RECORDS:
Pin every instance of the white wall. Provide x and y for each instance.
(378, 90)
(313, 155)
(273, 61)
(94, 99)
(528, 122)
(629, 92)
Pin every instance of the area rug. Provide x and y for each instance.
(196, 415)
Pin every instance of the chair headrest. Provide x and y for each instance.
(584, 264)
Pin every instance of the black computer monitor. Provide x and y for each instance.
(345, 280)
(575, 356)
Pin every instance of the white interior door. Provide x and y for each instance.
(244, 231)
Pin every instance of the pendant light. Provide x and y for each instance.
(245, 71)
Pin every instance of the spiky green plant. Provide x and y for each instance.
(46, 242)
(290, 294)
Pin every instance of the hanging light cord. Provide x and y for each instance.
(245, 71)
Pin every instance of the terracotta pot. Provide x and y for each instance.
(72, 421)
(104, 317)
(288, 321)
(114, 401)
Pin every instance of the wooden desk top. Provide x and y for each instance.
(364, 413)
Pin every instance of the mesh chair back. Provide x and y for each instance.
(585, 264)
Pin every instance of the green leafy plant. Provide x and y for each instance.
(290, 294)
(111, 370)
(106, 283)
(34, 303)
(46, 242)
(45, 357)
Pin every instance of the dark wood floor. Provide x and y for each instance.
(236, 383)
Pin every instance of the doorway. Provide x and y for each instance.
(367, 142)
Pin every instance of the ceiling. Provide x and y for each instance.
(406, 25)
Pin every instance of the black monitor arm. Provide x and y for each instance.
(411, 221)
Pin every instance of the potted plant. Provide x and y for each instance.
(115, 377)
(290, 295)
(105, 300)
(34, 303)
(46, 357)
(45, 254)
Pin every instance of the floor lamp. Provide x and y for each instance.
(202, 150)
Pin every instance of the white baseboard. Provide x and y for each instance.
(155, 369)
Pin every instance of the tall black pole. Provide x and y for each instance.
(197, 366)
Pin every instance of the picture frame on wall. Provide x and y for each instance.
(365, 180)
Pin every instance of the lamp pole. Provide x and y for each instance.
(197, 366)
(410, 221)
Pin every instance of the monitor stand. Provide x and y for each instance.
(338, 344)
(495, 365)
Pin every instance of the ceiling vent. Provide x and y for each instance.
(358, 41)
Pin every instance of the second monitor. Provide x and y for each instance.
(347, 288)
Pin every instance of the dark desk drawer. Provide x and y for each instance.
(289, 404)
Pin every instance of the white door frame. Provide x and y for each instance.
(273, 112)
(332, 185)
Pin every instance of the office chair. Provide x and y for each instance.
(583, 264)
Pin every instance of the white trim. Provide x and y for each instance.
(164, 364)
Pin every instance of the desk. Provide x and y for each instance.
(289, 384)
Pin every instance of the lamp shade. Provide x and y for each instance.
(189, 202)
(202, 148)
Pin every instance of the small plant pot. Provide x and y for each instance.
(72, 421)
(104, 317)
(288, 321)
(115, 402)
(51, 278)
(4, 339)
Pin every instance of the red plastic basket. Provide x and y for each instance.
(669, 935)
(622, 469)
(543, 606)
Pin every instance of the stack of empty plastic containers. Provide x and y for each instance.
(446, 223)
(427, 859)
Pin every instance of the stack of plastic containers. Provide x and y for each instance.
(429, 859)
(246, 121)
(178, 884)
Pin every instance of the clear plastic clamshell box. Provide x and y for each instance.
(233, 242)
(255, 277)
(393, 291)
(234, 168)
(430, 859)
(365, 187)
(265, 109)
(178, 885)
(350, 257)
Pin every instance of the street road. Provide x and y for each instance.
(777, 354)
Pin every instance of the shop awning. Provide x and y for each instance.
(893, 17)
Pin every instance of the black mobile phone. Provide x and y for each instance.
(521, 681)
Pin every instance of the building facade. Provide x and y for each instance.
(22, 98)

REQUIREMENT: Once you have read the material, set it down again word for word.

ANSWER BOX:
Pin every instance of the white wall. Provide x and y for each instance.
(378, 90)
(313, 155)
(273, 61)
(94, 99)
(528, 122)
(629, 92)
Pin every instance of the area rug. Provide x and y for each instance.
(196, 415)
Pin every instance of the chair headrest. Provide x and y for each instance.
(584, 264)
Pin every instance of the black computer monitor. Provide x and y for each instance.
(345, 280)
(575, 356)
Pin every instance of the white interior door. Provide x and y for each instance.
(244, 231)
Pin every instance of the pendant light. Provide x and y for each instance.
(245, 71)
Pin every instance of the spiky green plant. Provide x and y for each instance.
(46, 242)
(290, 294)
Pin every instance of the hanging light cord. Provide x and y for each instance.
(245, 71)
Pin every instance of the terracotta pot. Provide x and y for each instance.
(72, 421)
(104, 317)
(288, 321)
(114, 401)
Pin every instance of the wooden desk top. Provide x and y for each instance.
(364, 413)
Pin every instance of the mesh chair back. Provide x and y for each instance.
(585, 264)
Pin every instance of the green leafy plant. Provide x and y for each instance.
(290, 294)
(111, 370)
(106, 283)
(34, 303)
(46, 242)
(45, 357)
Pin every instance of the dark wood floor. Provide x and y for each instance.
(236, 383)
Pin every instance of the doorway. Provide x and y for each instance.
(367, 142)
Pin every instance of the ceiling. Provide x and y for each instance.
(406, 25)
Pin every instance of the black monitor arm. Provide x and y for each instance.
(411, 221)
Pin every instance of the potted plant. Provide x and y for each instance.
(115, 377)
(290, 295)
(105, 300)
(34, 303)
(46, 357)
(45, 254)
Pin every instance of the floor lamp. Provide x and y for each instance.
(202, 150)
Pin every instance of the white baseboard. Provide x and y for each instance.
(155, 369)
Pin every instance of the tall black pole. Provide x and y for each instance.
(197, 366)
Pin every instance of the picture frame on wall. Provide x and y for each instance.
(365, 180)
Pin every instance of the lamp pole. Provide x and y for each instance.
(197, 366)
(410, 221)
Pin every instance of the monitor stand. Provide x and y for each instance.
(338, 344)
(495, 365)
Pin every instance of the ceiling vent. Provide x and y for each instance.
(358, 41)
Pin every instance of the second monitor. Provide x and y for each instance.
(347, 288)
Pin every instance of the dark desk drawer. Provide x and y for each instance.
(289, 404)
Pin every instance of the white door frame. Provide x and y for each instance.
(273, 112)
(332, 185)
Pin every instance of the office chair. Provide x and y for each instance.
(583, 264)
Pin every instance of the white trim. Provide x and y for each instance.
(164, 364)
Pin every instance of the desk. Provide x and y for each instance.
(289, 384)
Pin every instance of the lamp shade. Provide x and y for each instance.
(189, 202)
(202, 148)
Pin every instance of the small plant pot. Provide x and y for each instance.
(72, 421)
(104, 317)
(288, 321)
(115, 402)
(51, 278)
(4, 339)
Pin every instance of the red plastic basket. Provide x and y for each instance.
(669, 935)
(622, 469)
(543, 606)
Pin every instance of the stack of empty plastic containers. Provide x and y for each instance.
(446, 223)
(427, 859)
Pin every instance of the stack of plastic containers. Provide x and y for each instance.
(429, 859)
(246, 121)
(178, 884)
Pin every instance of the clear plastic clamshell box. Provide x and y for each instance.
(233, 242)
(255, 277)
(393, 291)
(234, 168)
(430, 859)
(365, 187)
(265, 109)
(178, 885)
(350, 257)
Pin every instance of the street road. Provide x and y for each instance.
(777, 354)
Pin every instance of the shop awning. Provide x and y for each instance.
(893, 17)
Pin every instance of the black mobile phone. Provide x and y for each instance.
(521, 681)
Pin every instance of the building facade. Provide x and y for each instance.
(22, 98)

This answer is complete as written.